**TASK DIRECTIONS**
Print every entry again, precisely as written.

[Stored dataset items]
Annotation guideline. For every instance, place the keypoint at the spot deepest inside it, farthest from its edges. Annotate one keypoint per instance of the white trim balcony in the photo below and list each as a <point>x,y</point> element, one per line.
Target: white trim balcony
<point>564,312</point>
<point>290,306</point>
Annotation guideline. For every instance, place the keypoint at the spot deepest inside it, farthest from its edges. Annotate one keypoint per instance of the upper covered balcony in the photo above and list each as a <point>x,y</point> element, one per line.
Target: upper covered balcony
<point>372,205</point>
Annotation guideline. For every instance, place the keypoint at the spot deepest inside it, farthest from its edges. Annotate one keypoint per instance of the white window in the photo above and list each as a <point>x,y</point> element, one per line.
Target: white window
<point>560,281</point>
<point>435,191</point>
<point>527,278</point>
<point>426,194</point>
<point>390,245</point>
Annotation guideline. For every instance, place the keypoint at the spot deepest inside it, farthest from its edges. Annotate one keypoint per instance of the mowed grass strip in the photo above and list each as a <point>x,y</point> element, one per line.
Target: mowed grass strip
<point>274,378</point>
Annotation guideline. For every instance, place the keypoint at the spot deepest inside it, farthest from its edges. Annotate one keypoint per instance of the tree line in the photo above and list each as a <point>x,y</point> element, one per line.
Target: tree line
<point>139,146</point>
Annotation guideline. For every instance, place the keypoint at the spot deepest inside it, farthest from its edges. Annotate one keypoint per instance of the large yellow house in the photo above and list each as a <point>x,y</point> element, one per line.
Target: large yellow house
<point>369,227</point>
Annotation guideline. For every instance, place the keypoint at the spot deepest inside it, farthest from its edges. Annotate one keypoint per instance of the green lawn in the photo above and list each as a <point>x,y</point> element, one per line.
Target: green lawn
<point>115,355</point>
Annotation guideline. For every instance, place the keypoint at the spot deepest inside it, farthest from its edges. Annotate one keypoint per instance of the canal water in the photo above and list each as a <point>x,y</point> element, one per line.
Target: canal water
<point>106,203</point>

**ANSWER FOR THIS EXERCISE**
Annotation guideline. For every instance, place the keypoint at the spot deepest inside it, farthest from its edges. Annotate one keypoint per instance of the white trim balcony in the photo below and list each as a <point>x,y</point> element, one per line.
Target: white trim balcony
<point>564,312</point>
<point>290,306</point>
Annotation guideline. For every instance, place the keypoint at the spot deepest inside it, farthest from its edges. Annotate one keypoint per instance of the upper covered balcony in the photo above and list each as a <point>x,y</point> element, one per line.
Target: upper covered balcony
<point>372,205</point>
Annotation guideline. For every instance, place the keypoint at the spot deepest inside it, farthest from its edges. Annotate one keypoint per instance of the white window in the photo above and list each as a <point>x,y</point> element, one per line.
Target: white window
<point>560,281</point>
<point>435,191</point>
<point>527,278</point>
<point>426,194</point>
<point>390,245</point>
Annotation guideline. For every instance, place the keypoint at the spot deepest inside it, farthest from its edges. Annotate one keypoint per instance of the mowed grass strip in the photo above and list each as a <point>x,y</point> element, one per line.
Target: mowed grass strip
<point>274,378</point>
Annotation guideline. For every instance, place the keypoint at the spot deepest inside it, farthest from its edges. Annotate one keypoint per instance of the tree line in the photo above and list each as a <point>x,y</point> element, one per line.
Target: tree line
<point>139,146</point>
Annotation guideline. For every instance, place the keypoint at the spot deepest inside it, farthest from its edges. Annotate one keypoint per instance of the large yellow house in the photo above and list each as a <point>x,y</point> element, one per line.
Target: large yellow house
<point>369,227</point>
Annotation guideline. For every instance, place the keypoint at the spot deepest inside it, farthest from its edges. Annotate one keypoint per instance of the green lawn in the photo above and list each as a <point>x,y</point> element, one per line.
Target: green lawn
<point>115,355</point>
Annotation guideline. For every instance, place the keypoint at the spot deepest inside it, farthest from its edges. Annotate one keypoint per instance of the canal water in the photo above and list each as a <point>x,y</point> element, one per line.
Target: canal water
<point>106,203</point>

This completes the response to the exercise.